**Exercise requirements:**
1 – Retype the part of the conservation-equations excerpt from "We assume local" up to and including "on phase change.".
2 – Translate this sentence from the conservation-equations excerpt into Spanish: "As we account for two mechanical phases, two momentum conservation equations are required to describe the two-phase flow mechanical interactions."
3 – Carry on the conservation-equations excerpt from the point where it stops.

Energy conservation equation

We assume local thermal equilibrium between all the phases, that is, the temperatures at a given ___location in all the phases are the same (T1(x, z, t) = T2(x, z, t) = T3(x, z, t) = T4(x, z, t)). This leads to a single equation for the conservation of energy:

$${\partial }_{t}T+\overline{{\bf{v}}}\cdot {\boldsymbol{\nabla }}T={{\boldsymbol{\nabla }}}^{2}T-({\varGamma }_{1}+{\varGamma }_{2}){S}_{t},$$
(3)

where \(\bar{{\bf{v}}}\) is the velocity of the solid–liquid mixture, St is the dimensionless Stefan number, given by

$${S}_{t}=\frac{L}{{C}_{{\rm{p}}}\Delta {T}_{{\rm{m}}}},$$
(4)

where Cp is the thermal capacity at constant pressure for the mixture of the four components and L is the latent heat release on phase change.

The velocity of the solid–liquid mixture is related to the solid and liquid velocities using the following equation:

$$\overline{{\bf{v}}}=\phi {{\bf{v}}}_{{\rm{l}}}+(1-\phi ){{\bf{v}}}_{{\rm{s}}}\,.$$
(5)

Momentum conservation equations

As we account for two mechanical phases, two momentum conservation equations are required to describe the two-phase flow mechanical interactions. The following Stokes equation describes the momentum conservation for the averaged solid–liquid mixture:

$$-{\boldsymbol{\nabla }}\varPi +{\boldsymbol{\nabla }}\cdot \bar{\underline{{\boldsymbol{\tau }}}}-{\rm{Ra}}\,T\,{\bf{g}}-{\rm{Rp}}\,\phi \,{\bf{g}}+\frac{1}{2}\,{\rm{Rc}}\,({\phi }_{2}+{\phi }_{4}-{\phi }_{1}-{\phi }_{3}){\bf{g}}=0,$$
(6)

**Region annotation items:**

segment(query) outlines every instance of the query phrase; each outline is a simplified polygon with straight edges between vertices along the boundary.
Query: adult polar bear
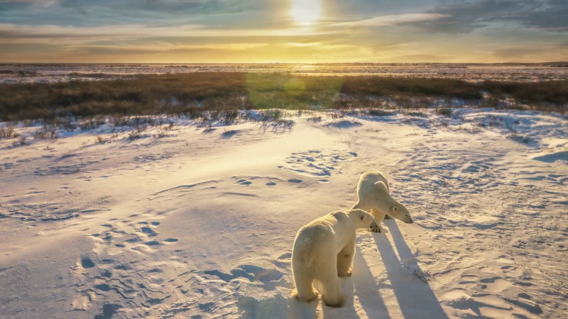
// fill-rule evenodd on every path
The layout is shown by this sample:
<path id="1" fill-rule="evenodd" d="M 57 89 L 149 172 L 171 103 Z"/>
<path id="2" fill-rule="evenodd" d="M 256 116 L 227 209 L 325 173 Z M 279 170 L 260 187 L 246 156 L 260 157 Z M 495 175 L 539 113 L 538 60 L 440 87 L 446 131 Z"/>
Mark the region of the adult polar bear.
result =
<path id="1" fill-rule="evenodd" d="M 364 173 L 357 186 L 357 202 L 351 209 L 363 209 L 371 213 L 377 223 L 377 227 L 371 228 L 373 232 L 380 233 L 382 230 L 381 222 L 386 216 L 408 224 L 413 223 L 406 207 L 391 197 L 389 181 L 381 173 L 374 171 Z"/>
<path id="2" fill-rule="evenodd" d="M 302 301 L 318 298 L 312 283 L 323 286 L 323 300 L 329 307 L 343 305 L 339 277 L 351 275 L 357 229 L 375 228 L 373 216 L 361 209 L 337 211 L 306 225 L 298 232 L 292 249 L 292 272 L 296 290 L 292 295 Z"/>

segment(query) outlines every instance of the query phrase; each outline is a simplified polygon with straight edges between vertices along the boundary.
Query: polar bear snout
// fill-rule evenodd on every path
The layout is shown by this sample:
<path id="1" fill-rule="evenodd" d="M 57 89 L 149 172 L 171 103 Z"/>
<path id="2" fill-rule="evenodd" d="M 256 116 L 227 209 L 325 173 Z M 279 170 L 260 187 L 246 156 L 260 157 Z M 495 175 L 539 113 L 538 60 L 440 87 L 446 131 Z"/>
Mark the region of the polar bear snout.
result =
<path id="1" fill-rule="evenodd" d="M 412 223 L 412 221 L 410 221 Z M 378 226 L 377 225 L 377 223 L 375 222 L 375 220 L 373 220 L 373 223 L 371 223 L 371 226 L 369 228 L 377 228 Z"/>
<path id="2" fill-rule="evenodd" d="M 404 220 L 403 221 L 407 224 L 412 224 L 414 223 L 412 220 L 412 217 L 410 217 L 410 214 L 407 214 L 406 216 L 405 216 Z"/>

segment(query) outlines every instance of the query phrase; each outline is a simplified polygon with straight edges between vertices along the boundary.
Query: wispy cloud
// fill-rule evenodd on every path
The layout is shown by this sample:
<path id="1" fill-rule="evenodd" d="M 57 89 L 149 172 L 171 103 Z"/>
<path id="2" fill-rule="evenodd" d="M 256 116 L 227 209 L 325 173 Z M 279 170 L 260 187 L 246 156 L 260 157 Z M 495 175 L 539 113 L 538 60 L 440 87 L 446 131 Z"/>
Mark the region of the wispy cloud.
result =
<path id="1" fill-rule="evenodd" d="M 0 61 L 568 60 L 565 0 L 316 2 L 0 0 Z"/>
<path id="2" fill-rule="evenodd" d="M 341 24 L 350 26 L 371 27 L 379 26 L 396 26 L 405 23 L 423 22 L 449 18 L 449 14 L 438 13 L 414 13 L 398 15 L 383 15 L 370 19 L 365 19 L 351 22 L 344 22 Z"/>

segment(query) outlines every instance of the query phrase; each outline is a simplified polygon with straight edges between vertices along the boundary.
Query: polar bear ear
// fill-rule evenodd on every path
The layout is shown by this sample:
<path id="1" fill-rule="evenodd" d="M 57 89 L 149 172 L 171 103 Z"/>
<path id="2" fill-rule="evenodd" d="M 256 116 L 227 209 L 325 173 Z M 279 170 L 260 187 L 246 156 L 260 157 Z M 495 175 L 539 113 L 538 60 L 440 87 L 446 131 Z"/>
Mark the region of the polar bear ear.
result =
<path id="1" fill-rule="evenodd" d="M 375 183 L 375 188 L 380 192 L 385 192 L 389 194 L 389 189 L 387 188 L 387 186 L 385 184 L 385 183 L 382 182 L 377 182 Z"/>

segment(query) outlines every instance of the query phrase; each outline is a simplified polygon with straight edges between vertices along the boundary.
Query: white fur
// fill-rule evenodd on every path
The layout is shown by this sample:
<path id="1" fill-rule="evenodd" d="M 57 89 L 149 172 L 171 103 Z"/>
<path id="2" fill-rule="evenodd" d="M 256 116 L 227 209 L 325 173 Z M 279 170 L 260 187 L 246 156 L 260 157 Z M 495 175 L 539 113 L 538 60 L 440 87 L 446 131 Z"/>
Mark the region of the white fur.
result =
<path id="1" fill-rule="evenodd" d="M 356 230 L 375 225 L 369 213 L 350 209 L 329 213 L 300 228 L 292 250 L 296 286 L 293 296 L 308 303 L 316 299 L 312 283 L 317 280 L 323 286 L 325 304 L 343 305 L 345 297 L 340 290 L 339 277 L 351 275 Z"/>
<path id="2" fill-rule="evenodd" d="M 390 195 L 389 181 L 378 171 L 363 173 L 357 186 L 357 202 L 352 209 L 358 208 L 369 212 L 375 219 L 377 226 L 373 232 L 382 230 L 380 225 L 386 215 L 390 215 L 404 223 L 412 223 L 410 213 L 404 205 Z"/>

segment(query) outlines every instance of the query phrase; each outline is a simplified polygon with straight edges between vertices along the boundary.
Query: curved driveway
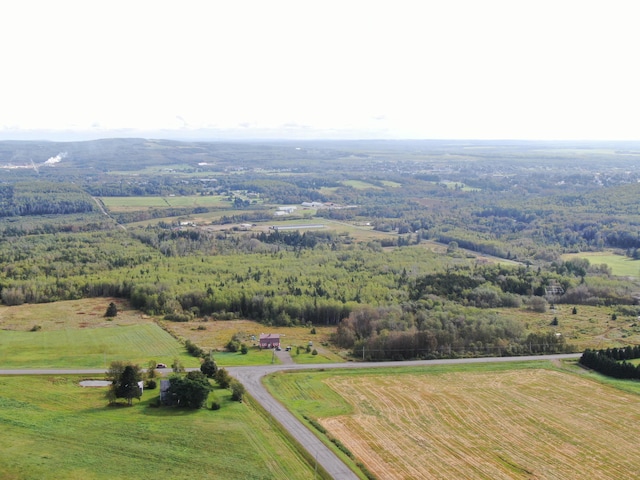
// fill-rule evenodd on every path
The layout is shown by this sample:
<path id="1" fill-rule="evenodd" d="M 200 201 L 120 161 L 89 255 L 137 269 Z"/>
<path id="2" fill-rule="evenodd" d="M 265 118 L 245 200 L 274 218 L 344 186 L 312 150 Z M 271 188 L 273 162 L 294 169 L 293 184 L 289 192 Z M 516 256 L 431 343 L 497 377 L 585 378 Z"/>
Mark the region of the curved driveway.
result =
<path id="1" fill-rule="evenodd" d="M 429 366 L 429 365 L 456 365 L 462 363 L 492 363 L 492 362 L 525 362 L 532 360 L 563 360 L 579 358 L 581 354 L 571 353 L 564 355 L 531 355 L 524 357 L 488 357 L 488 358 L 458 358 L 447 360 L 415 360 L 404 362 L 358 362 L 358 363 L 325 363 L 312 365 L 265 365 L 253 367 L 225 367 L 233 377 L 237 378 L 247 389 L 247 392 L 260 402 L 265 410 L 269 412 L 287 431 L 315 458 L 318 465 L 321 465 L 336 480 L 357 480 L 358 476 L 347 467 L 338 456 L 333 453 L 318 437 L 316 437 L 307 427 L 295 418 L 280 402 L 273 398 L 262 385 L 262 377 L 269 373 L 281 370 L 314 370 L 330 368 L 385 368 L 385 367 L 406 367 L 406 366 Z M 191 369 L 190 369 L 191 370 Z M 0 375 L 73 375 L 104 374 L 105 370 L 0 370 Z"/>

**Solved problems:**
1 –
We assume local thermal equilibrium between all the phases, that is, the temperatures at a given ___location in all the phases are the same (T1(x, z, t) = T2(x, z, t) = T3(x, z, t) = T4(x, z, t)). This leads to a single equation for the conservation of energy:

$${\partial }_{t}T+\overline{{\bf{v}}}\cdot {\boldsymbol{\nabla }}T={{\boldsymbol{\nabla }}}^{2}T-({\varGamma }_{1}+{\varGamma }_{2}){S}_{t},$$
(3)

where \(\bar{{\bf{v}}}\) is the velocity of the solid–liquid mixture, St is the dimensionless Stefan number, given by

$${S}_{t}=\frac{L}{{C}_{{\rm{p}}}\Delta {T}_{{\rm{m}}}},$$
(4)

where Cp is the thermal capacity at constant pressure for the mixture of the four components and L is the latent heat release on phase change.

2 – Como consideramos dos fases mecánicas, se requieren dos ecuaciones de conservación del momento para describir las interacciones mecánicas del flujo bifásico.

3 –
where Π is the dynamic pressure gradient (Π = P − (ρ0 + 1/2∆ρ1)g, where P is the total pressure, g is the gravity vector and ρ0 is the reference density) and \(\bar{\underline{{\boldsymbol{\tau }}}}\) is the deviatoric stress tensor for the solid–liquid mixture. The thermal Rayleigh number, Ra, and the phase and compositional Rayleigh numbers, Rp and Rc, respectively, are

$$\begin{array}{rcl} & & {\rm{Ra}}=\frac{{\rho }_{0}\alpha \Delta {T}_{{\rm{m}}}\,g{H}^{3}}{\kappa {\eta }_{{\rm{s}}}},\\ & & {\rm{Rp}}=\frac{\Delta {\rho }_{1}g{H}^{3}}{\kappa {\eta }_{{\rm{s}}}},\\ & & {\rm{Rc}}=\frac{\Delta {\rho }_{2}g{H}^{3}}{\kappa {\eta }_{{\rm{s}}}},\end{array}$$
(7)

where g is the constant acceleration of gravity (the magnitude of g). We define the stress tensor of the solid–liquid mixture as

$$\bar{\underline{{\boldsymbol{\tau }}}}=(1-\phi ){\underline{{\boldsymbol{\tau }}}}_{{\rm{s}}}+\phi {\underline{{\boldsymbol{\tau }}}}_{{\rm{l}}}=\eta (\phi )({\boldsymbol{\nabla }}\overline{{\bf{v}}}+{[{\boldsymbol{\nabla }}\overline{{\bf{v}}}]}^{t}),$$
(8)

where η(ϕ) is the viscosity of fluid mixture that varies from η(ϕ = 0) = ηs to η(ϕ = 1) = ηl. We use

$$\eta (\phi )={\eta }_{{\rm{s}}}\times 1{0}^{\left(1+\tanh \left(\frac{\phi -0.5}{0.1}\right)\right)\frac{{\eta }_{{\rm{l}}}}{2{\eta }_{{\rm{s}}}}}.$$
(9)

For the second momentum conservation equation, we use a retro-action relationship27,36 that describes Δv = vs − vl, the velocity difference between the two phases:

$$\phi \Delta {\bf{v}}={\phi }^{2}(1-\phi ){\delta }^{2}\left(\zeta {\boldsymbol{\nabla }}\left[\frac{(1-\phi )}{\phi }{\boldsymbol{\nabla }}\cdot \phi \Delta {\bf{v}}\right]+X{\bf{g}}+{\boldsymbol{\nabla }}\cdot \bar{\underline{{\boldsymbol{\tau }}}}\right),$$
(10)

where

$$X={\rm{Rp}}+\frac{1}{2}\left(\frac{{\phi }_{3}-{\phi }_{4}}{\phi }+\frac{{\phi }_{2}-{\phi }_{1}}{1-\phi }\right){\rm{Rc}},$$
(11)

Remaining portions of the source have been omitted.